╭─ Provided information

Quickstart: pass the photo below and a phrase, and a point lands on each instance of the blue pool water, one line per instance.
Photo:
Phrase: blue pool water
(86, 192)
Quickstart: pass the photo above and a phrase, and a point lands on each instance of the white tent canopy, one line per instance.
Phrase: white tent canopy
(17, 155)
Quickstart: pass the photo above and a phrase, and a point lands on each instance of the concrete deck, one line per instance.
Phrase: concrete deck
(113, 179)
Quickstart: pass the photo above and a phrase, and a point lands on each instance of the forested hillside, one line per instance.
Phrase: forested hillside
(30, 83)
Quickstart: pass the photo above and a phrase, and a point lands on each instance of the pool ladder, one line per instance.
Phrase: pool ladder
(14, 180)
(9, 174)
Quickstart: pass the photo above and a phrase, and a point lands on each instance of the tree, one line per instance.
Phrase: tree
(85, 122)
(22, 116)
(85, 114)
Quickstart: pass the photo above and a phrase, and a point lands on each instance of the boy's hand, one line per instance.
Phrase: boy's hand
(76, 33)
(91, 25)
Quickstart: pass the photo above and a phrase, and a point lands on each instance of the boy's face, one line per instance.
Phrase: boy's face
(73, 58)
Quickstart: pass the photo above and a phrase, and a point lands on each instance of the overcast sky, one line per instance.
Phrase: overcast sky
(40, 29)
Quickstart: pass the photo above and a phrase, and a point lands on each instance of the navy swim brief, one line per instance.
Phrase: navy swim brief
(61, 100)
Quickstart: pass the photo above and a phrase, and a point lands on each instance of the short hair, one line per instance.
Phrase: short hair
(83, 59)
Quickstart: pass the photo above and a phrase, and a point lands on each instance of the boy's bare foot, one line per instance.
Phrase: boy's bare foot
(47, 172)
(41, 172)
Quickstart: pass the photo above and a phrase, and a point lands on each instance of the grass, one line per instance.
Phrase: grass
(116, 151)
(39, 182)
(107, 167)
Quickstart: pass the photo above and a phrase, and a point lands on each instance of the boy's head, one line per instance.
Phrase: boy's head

╰─

» **What you will do**
Once more, print all the records exactly.

» **Task answer**
Quickstart: pass the photo below and a phrase, and a point lands on each instance of the blue pool water, one line per instance.
Photo:
Phrase: blue pool water
(86, 192)
Quickstart: pass the photo above and a phrase, and a point lands on each instance of the white tent canopy, one line per instance.
Phrase: white tent canopy
(17, 155)
Quickstart: pass the photo above and a phrase, and a point lands on each instance of the concrete deck, one line per instance.
Phrase: concrete deck
(113, 179)
Quickstart: pass the photo above and a phrase, and a point lands on each instance of the forested hillside, one line per instance.
Phrase: forested hillside
(30, 83)
Quickstart: pass the photo above and a phrase, and a point lands on each instance of the pool ladder, one line per instance.
Phrase: pool ladder
(14, 180)
(9, 174)
Quickstart: pass the photo above and a phrase, and a point lands on each instance of the tree, one line per instance.
Phrase: tree
(85, 122)
(22, 116)
(85, 114)
Quickstart: pass the photo above and a phrase, and a point lands on each instance of the boy's hand, one line per instance.
Phrase: boy's hand
(76, 33)
(91, 25)
Quickstart: pass the photo above and a phrase, and a point lands on each instance of the boy's face, one line per instance.
Phrase: boy's face
(73, 58)
Quickstart: pass the photo above and a phrase, and a point lands on each instance of the overcast sky, one line per instance.
Phrase: overcast sky
(40, 29)
Quickstart: pass the photo above and a phrase, and a point lands on each instance of the navy swim brief, one line per instance.
Phrase: navy swim brief
(61, 100)
Quickstart: pass the photo above and a phrase, and a point lands on each instance of the short hair, one line per instance.
Phrase: short hair
(83, 59)
Quickstart: pass the photo above and a phrase, and a point lands on each instance of the boy's bare foot, one line per instance.
Phrase: boy's bare foot
(47, 172)
(41, 172)
Quickstart: pass the photo above and a phrase, and a point lands on each instance of the grass, one line per instance.
Phrase: grass
(116, 151)
(39, 182)
(107, 167)
Quickstart: pass the photo above and a phrase, and a point lands on each instance of the boy's head, one line per instance.
Phrase: boy's head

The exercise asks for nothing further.